(SELECTED EXCERPT begins)

If ever there was a company that could experiment with subscription versus ad-based models, it is Google. The power and size of YouTube’s music audience is vast, and growing, and likely presents an opportunity too good for the record companies to pass up. Most of the website’s top viewed videos are music, and the viewers of those videos represent a demographic that the record industry has always coveted: teens. Most tellingly, according to a Nielsen “Music 360” report from 2012, a startling 64% of teenagers prefer YouTube over any other music listening and discovery engine.
Last month, when Billboard began incorporating YouTube views into its metrics, the artist Baauer and his viral sensation, “Harlem Shake,” went shooting to the number one spot on Billboard’s pop list. Indeed, most mega-hits of the last few years have been popular on YouTube, first, including “Call me Maybe” (418 million views) to “Gangnam Style” (1.38 billion views) to Gotye’s Grammy-winning “Somebody That I Used to Know” (380 million views).
This isn’t YouTube’s first dance with the record industry. The two have a joint venture, a hugely popular music video channel called Vevo. Content ID is another notable partnership: a bit of backend software YouTube runs to match videos with their “audio fingerprints,” then tags uploaded videos and ensures royalties go to the copyright holders. The software allows owners of media to profit from what was, previously, copyright infringement. PSY, the South Korean pop-star behind “Gangnam Style,” stands to earn about $2 million from YouTube for ad sales paired to audio fingerprints.
Potentially foreshadowing how Google’s two separate music services will compliment one another, YouTube has already begun embedding click-to-buy links on user-uploaded songs that direct to Google Play (along with Google’s competitors: Amazon MP3 and iTunes). It’s not difficult to imagine a user’s “collection” becoming jointly visible between the two platforms, or having music purchases or listening histories from one feed informing the recommendation engine of the other.
Google is entering an already crowded field: Spotify, Pandora (P), Rdio, Soundcloud, and Muve Music all offer customers similar access to large online music libraries. Apple is rumored to be building a “radio” feature in its iTunes program that would deliver streaming music based upon a user’s tastes — a service something like Pandora — that further merges the experience of being in a “store” to purchase music, and then listening to it in a “player.”

(SELECTED EXCERPT ends)
(DATA UNDER STUDY begins)

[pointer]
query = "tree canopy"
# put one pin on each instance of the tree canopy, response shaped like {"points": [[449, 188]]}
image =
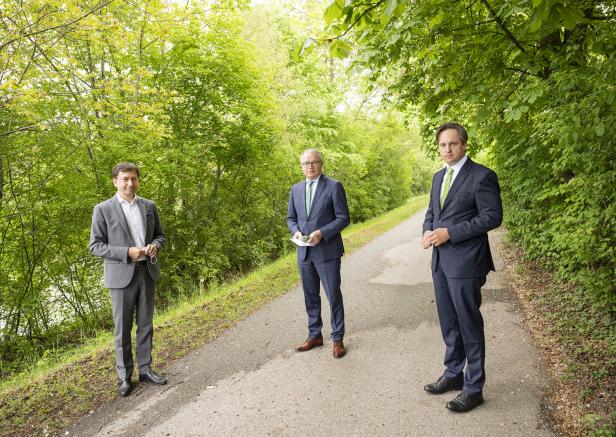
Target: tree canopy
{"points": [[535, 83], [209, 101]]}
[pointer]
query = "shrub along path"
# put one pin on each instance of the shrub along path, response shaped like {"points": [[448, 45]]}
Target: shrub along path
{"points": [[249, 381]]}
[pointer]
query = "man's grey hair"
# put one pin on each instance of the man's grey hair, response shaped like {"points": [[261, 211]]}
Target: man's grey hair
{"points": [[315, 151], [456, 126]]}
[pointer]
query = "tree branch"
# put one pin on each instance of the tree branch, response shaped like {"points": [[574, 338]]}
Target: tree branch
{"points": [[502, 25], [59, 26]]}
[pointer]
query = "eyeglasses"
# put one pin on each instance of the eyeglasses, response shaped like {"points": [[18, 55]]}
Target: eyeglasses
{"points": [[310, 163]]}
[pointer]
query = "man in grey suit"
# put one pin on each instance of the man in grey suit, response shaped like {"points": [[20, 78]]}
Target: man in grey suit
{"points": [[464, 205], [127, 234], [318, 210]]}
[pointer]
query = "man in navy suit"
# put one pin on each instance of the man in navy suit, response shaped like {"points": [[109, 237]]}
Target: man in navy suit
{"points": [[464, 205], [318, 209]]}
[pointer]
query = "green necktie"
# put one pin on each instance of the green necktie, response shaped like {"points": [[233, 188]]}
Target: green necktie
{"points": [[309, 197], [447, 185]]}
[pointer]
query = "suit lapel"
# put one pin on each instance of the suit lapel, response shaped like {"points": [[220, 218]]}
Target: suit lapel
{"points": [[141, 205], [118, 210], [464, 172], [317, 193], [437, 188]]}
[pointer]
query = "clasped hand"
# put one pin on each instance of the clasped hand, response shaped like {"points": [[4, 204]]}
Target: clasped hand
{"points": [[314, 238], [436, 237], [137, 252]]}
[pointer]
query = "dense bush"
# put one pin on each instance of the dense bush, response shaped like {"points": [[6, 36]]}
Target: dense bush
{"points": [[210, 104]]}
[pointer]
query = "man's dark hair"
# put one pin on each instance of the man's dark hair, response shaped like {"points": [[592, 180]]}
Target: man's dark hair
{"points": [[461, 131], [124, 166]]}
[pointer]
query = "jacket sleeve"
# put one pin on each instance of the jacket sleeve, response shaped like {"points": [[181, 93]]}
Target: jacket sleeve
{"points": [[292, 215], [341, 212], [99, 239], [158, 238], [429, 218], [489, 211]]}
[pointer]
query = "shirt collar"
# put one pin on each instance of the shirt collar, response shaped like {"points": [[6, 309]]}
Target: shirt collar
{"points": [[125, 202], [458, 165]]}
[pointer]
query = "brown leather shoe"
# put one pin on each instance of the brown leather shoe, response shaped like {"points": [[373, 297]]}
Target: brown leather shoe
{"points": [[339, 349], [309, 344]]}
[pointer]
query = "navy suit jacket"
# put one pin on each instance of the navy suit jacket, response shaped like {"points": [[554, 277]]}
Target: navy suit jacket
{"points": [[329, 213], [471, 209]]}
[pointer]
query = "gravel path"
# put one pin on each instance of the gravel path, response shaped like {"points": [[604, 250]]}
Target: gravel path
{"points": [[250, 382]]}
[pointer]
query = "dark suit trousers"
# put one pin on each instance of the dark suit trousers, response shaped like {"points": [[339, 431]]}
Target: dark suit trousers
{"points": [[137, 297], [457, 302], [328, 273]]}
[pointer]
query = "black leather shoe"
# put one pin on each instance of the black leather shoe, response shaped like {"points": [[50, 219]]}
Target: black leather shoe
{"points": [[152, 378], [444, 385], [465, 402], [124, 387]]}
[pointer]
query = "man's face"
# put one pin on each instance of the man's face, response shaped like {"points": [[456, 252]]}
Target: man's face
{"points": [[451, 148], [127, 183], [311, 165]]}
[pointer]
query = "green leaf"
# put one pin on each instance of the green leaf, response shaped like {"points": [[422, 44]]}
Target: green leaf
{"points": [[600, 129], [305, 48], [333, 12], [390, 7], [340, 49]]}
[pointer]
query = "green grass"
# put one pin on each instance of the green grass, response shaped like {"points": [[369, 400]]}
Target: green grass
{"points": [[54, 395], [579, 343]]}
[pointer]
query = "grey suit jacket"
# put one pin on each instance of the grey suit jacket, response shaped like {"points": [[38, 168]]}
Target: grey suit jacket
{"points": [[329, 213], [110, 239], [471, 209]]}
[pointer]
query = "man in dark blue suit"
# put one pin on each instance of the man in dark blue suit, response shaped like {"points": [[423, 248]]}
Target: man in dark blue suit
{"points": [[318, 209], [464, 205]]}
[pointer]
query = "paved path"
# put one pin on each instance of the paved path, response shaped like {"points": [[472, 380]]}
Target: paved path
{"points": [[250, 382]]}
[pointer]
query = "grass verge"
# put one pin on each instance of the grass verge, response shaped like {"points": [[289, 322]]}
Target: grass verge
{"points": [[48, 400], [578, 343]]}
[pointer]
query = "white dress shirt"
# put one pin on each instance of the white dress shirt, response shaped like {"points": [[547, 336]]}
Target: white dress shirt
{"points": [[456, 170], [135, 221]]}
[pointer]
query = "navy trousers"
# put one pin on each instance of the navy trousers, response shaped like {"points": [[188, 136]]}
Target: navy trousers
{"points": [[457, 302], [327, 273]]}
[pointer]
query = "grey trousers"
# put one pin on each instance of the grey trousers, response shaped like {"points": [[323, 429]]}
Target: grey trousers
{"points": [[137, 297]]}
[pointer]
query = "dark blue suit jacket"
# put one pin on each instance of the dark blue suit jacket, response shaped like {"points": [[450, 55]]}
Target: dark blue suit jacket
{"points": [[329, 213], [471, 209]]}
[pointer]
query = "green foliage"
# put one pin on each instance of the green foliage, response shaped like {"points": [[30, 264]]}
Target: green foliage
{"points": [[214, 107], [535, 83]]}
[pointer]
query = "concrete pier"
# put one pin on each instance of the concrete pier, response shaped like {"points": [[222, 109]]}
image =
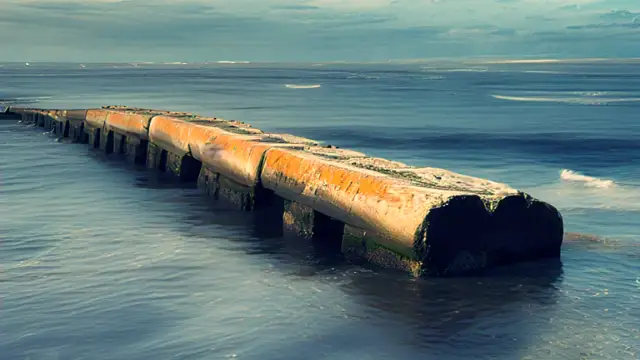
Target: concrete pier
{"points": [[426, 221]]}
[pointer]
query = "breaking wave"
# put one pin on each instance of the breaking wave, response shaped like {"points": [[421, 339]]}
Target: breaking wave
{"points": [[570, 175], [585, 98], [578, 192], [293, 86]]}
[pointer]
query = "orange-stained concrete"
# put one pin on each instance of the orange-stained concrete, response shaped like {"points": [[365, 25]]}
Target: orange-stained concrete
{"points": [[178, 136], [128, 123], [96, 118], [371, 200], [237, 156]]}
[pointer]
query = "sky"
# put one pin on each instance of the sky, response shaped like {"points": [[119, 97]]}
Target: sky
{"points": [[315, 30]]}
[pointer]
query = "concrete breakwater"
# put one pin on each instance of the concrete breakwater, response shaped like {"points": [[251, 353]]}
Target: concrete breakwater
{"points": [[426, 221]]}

(DATA UNDER STUDY ends)
(DATA UNDER STUDY begins)

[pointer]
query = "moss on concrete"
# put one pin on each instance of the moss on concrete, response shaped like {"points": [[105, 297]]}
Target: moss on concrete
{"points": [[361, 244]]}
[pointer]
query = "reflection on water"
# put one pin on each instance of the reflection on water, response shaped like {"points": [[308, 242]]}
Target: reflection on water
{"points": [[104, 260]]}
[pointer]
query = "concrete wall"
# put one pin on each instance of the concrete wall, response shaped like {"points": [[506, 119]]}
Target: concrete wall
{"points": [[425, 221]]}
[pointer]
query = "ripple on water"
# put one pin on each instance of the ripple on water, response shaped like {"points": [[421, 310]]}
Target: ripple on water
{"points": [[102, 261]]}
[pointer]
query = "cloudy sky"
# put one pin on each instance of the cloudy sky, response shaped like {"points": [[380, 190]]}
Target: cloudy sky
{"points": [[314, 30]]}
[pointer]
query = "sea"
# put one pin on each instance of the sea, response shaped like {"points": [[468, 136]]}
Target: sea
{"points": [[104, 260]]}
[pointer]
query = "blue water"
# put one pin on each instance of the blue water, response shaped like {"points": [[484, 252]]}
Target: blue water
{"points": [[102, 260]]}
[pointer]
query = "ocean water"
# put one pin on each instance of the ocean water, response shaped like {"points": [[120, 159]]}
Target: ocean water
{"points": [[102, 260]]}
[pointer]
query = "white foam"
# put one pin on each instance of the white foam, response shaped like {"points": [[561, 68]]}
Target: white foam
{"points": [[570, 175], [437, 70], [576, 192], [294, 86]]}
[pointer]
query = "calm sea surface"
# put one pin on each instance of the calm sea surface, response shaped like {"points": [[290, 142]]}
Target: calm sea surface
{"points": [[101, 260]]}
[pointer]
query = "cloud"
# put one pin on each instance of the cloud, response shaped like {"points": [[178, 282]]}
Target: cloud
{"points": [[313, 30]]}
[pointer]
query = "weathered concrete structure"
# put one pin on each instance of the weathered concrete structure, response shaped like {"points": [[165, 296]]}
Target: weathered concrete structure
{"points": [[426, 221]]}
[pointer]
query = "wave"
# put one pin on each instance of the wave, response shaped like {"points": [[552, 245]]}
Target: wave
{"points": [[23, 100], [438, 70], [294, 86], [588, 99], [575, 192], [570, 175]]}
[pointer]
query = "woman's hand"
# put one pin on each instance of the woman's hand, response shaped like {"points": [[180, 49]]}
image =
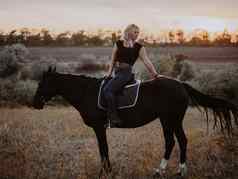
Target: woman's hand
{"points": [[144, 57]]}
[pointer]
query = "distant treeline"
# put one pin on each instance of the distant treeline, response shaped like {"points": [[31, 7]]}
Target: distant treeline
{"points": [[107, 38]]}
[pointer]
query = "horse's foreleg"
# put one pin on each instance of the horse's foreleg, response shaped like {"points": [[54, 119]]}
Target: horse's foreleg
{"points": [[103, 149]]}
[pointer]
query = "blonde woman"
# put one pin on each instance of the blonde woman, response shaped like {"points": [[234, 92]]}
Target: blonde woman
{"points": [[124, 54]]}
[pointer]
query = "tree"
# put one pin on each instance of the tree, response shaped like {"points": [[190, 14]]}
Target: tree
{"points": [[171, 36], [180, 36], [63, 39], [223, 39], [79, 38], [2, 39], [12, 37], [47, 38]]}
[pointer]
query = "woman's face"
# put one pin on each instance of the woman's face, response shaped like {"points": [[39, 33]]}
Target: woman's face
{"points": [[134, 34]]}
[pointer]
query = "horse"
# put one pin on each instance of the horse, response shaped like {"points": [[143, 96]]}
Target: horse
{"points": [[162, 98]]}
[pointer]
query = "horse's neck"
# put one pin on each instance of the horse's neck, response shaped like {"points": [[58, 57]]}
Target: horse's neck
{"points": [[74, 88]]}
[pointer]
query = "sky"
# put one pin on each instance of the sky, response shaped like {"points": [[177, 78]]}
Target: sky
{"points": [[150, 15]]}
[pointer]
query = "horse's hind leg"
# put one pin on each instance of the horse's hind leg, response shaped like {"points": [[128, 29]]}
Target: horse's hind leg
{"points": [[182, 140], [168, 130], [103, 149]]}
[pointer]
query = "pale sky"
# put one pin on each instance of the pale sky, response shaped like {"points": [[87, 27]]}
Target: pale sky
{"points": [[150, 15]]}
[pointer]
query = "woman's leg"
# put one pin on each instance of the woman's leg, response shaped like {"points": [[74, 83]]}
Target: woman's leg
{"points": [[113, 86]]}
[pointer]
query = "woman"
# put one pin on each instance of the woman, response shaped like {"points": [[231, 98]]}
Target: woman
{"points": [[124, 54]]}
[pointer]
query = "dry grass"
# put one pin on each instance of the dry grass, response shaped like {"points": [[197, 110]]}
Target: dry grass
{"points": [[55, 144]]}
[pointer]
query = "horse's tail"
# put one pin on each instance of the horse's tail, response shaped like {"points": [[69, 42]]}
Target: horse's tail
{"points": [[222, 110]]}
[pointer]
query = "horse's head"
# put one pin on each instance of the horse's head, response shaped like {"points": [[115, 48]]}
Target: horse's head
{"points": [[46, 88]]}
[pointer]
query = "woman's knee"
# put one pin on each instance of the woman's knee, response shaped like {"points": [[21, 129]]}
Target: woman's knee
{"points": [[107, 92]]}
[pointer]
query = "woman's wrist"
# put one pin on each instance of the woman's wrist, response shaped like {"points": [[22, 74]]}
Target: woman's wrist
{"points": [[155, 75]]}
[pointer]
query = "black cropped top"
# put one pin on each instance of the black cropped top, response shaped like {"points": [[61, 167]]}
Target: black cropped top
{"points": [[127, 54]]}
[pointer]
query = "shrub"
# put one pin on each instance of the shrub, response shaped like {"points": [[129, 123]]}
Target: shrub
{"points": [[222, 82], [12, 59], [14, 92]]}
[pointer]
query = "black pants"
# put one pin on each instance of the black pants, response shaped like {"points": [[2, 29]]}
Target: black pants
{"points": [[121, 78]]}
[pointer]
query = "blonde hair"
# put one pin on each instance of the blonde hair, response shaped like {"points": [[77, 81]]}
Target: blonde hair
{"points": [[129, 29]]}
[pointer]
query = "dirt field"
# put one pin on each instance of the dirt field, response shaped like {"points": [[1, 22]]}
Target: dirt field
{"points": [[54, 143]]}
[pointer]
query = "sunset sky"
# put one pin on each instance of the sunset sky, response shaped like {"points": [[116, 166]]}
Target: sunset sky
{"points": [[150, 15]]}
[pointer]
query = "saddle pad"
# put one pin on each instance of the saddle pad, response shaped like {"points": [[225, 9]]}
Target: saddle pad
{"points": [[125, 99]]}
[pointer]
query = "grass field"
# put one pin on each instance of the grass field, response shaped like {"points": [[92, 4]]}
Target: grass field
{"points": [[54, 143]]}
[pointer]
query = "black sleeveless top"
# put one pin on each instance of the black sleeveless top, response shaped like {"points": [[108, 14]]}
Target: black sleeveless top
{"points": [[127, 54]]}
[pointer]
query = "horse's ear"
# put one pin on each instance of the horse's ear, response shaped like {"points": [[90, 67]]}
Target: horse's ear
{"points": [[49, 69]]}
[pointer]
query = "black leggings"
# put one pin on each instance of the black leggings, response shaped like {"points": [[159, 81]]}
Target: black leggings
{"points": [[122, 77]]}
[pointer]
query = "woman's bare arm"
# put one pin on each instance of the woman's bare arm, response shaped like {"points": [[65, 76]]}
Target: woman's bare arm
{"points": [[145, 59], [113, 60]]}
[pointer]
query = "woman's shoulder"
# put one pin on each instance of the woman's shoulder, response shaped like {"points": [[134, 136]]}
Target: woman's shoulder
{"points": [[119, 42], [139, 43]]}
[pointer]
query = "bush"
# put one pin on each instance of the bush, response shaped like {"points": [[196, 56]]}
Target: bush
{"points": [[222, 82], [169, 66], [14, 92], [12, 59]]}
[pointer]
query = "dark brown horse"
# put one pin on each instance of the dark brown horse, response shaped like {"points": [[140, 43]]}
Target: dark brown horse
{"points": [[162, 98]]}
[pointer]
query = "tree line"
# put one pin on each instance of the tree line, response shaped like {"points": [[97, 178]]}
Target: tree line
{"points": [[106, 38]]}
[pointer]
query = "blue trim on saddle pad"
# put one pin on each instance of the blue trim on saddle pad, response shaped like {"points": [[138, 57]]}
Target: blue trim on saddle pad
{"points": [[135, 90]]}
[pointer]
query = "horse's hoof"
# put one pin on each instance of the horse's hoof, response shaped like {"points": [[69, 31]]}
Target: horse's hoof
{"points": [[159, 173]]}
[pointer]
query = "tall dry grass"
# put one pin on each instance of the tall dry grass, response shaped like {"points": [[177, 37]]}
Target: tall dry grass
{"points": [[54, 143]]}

(DATA UNDER STUDY ends)

TASK LIST:
1. Reproduce, word for word, everything from "This isn’t YouTube’s" down to "to audio fingerprints." in the passage on YouTube and the music industry.
2. Continue the passage on Google's music ventures, picking up right after its final sentence.

RESULTS IN ORDER:
1.
This isn’t YouTube’s first dance with the record industry. The two have a joint venture, a hugely popular music video channel called Vevo. Content ID is another notable partnership: a bit of backend software YouTube runs to match videos with their “audio fingerprints,” then tags uploaded videos and ensures royalties go to the copyright holders. The software allows owners of media to profit from what was, previously, copyright infringement. PSY, the South Korean pop-star behind “Gangnam Style,” stands to earn about $2 million from YouTube for ad sales paired to audio fingerprints.

2.
Beats By Dre, the headphone and speaker company, recently announced that it, too, would launch a streaming music service. It will be named Daisy — a reference to the first song “sung” by a computer.
They’re all fighting over a still small pie. U.S. consumers have been fairly slow to join — and stick with — subscription music services. The most popular, Muve Music, has just 1.4 million customers. (Spotify is close behind, with about 1 million.) Its success is in large part due to the fact that it bundles its price into a cellphone bill, as if it were a cable operator charging for an MTV/VH1 package. The mobile carrier that owns Muve, Cricket, is then able to sell subscriptions at less than $5 a month, far lower rates than Spotify, which generally costs about twice that much.
Soundcloud, a free music streaming site that is user-curated and is, in many ways, similar in spirit and practice to YouTube, has recently begun partnering with major artists and large companies, such as Snoop Lion (nee, Dog) and Red Bull. Soundcloud boasts that it is the fastest growing music streaming site, with its users uploading about 10 hours of content a minute. In 2010, YouTube users uploaded 35 hours of content per minute; in 2011, they posted 48 hours per minute; as of last May, it was up to 72 hours a minute. It’s not all music, but a lot is.